• _EXERCISE_
Copy out the entries from the line with "Note: point to the grass" up to and including the line with "[1013, 485]", keeping every line, the requests included. Scale each x and y coordinate in the answers by 2.1 and round it to a whole number, rounding halves up.

• _SUPPLIED MATERIAL_

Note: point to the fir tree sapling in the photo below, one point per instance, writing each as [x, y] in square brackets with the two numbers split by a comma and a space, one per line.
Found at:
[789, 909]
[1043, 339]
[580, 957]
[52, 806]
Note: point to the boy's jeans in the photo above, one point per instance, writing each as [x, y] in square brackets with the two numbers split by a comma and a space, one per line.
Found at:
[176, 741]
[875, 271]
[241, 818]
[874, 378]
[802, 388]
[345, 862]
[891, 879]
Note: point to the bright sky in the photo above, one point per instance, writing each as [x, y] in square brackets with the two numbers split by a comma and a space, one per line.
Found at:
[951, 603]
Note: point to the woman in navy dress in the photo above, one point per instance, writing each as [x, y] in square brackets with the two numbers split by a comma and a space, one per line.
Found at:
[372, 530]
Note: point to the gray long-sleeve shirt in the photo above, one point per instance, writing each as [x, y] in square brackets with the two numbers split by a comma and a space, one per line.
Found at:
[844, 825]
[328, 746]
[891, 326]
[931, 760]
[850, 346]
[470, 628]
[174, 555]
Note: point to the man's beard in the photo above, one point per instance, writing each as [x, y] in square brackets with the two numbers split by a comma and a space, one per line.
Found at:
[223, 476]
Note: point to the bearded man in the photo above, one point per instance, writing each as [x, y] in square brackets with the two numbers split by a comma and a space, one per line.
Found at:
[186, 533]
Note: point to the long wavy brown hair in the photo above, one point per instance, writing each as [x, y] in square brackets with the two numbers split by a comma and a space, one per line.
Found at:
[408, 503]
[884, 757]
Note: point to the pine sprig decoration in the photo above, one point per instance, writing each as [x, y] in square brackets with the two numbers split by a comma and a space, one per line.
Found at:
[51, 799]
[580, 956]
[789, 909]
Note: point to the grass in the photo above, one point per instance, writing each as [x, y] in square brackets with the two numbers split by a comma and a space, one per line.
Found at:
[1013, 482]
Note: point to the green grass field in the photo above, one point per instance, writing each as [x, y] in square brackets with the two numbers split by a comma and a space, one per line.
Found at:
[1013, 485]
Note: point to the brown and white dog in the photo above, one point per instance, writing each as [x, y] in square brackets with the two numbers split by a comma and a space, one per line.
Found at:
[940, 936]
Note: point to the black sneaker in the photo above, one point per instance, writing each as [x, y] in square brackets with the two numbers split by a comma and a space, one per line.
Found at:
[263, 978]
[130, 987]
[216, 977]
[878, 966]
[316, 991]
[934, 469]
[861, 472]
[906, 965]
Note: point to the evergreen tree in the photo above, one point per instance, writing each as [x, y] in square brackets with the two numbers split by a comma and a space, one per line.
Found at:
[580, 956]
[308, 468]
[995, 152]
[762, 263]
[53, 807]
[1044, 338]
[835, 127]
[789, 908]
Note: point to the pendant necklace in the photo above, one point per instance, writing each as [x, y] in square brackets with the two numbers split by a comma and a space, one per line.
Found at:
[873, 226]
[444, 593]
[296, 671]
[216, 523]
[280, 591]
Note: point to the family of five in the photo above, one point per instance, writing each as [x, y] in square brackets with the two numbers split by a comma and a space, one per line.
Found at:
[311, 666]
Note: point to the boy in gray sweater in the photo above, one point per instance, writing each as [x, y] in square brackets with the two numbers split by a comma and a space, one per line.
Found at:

• _CORRECT RESPONSE_
Note: point to the grass in the photo above, one point per instance, writing each as [x, y] in square brackets with the two numbers split by a comma and a space, one per line.
Found at:
[2127, 1012]
Note: point to the green grass field in the photo above, one point per instance, writing each as [x, y] in square brackets with the two numbers split by a comma and a space, one per line.
Found at:
[2127, 1019]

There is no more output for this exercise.